* **PROBLEM TO SOLVE**: Within the listing below, the lines to output run from the one containing "find | gray wall" through the one containing "find | outstretched arm"; copy them exactly and nothing else.

* **AVAILABLE RECORDS**:
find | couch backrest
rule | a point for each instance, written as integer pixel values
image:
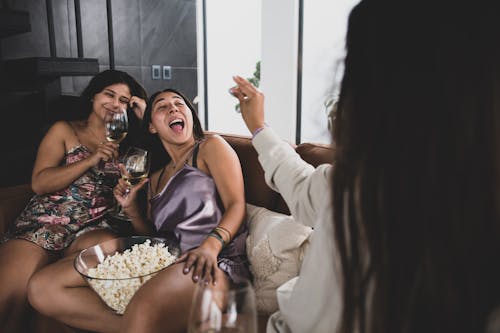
(256, 190)
(13, 199)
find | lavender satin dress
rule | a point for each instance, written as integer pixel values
(188, 208)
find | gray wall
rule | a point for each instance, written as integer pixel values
(146, 33)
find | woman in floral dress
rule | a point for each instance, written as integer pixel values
(72, 178)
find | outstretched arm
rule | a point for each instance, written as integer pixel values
(304, 188)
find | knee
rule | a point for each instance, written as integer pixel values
(12, 296)
(40, 294)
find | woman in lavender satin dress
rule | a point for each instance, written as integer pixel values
(200, 188)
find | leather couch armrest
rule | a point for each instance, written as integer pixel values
(12, 201)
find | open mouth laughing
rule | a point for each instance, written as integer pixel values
(177, 125)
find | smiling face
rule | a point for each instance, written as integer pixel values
(171, 118)
(111, 99)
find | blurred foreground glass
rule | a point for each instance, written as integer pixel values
(229, 311)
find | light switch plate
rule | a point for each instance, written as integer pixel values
(156, 72)
(167, 72)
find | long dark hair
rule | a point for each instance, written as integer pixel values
(105, 79)
(415, 182)
(153, 143)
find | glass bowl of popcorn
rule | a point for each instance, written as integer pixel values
(117, 268)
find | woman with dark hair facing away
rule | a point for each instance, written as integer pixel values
(73, 178)
(412, 237)
(196, 200)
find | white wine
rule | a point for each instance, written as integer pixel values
(134, 178)
(116, 136)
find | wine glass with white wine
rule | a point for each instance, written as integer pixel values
(219, 310)
(136, 163)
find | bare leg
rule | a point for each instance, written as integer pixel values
(163, 303)
(19, 260)
(60, 292)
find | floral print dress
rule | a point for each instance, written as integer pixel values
(54, 220)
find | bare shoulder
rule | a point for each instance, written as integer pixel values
(214, 150)
(60, 129)
(214, 142)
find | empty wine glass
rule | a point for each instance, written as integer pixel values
(116, 126)
(136, 163)
(232, 310)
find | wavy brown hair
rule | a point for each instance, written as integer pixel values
(416, 177)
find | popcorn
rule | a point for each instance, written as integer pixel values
(127, 272)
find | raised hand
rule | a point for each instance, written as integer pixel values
(251, 103)
(138, 105)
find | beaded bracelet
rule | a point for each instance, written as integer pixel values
(225, 231)
(257, 130)
(218, 237)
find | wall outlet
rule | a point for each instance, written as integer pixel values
(167, 72)
(156, 72)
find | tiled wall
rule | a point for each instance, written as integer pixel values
(145, 33)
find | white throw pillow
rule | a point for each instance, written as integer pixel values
(275, 248)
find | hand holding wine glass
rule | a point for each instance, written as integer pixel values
(228, 310)
(135, 166)
(116, 126)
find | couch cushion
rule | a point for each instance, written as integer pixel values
(13, 199)
(275, 248)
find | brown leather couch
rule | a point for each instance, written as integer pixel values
(13, 199)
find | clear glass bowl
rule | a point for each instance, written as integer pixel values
(116, 292)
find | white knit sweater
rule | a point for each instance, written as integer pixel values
(311, 301)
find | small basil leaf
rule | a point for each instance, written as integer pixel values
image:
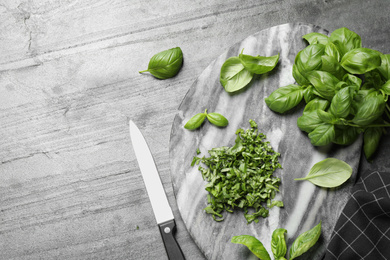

* **RESPONSE BOX**:
find | gray wall
rule | a point for each instance, written as integer pixel values
(146, 33)
find | woman in floral dress
rule | a point for each instance, written as integer pixel values
(72, 178)
find | outstretched arm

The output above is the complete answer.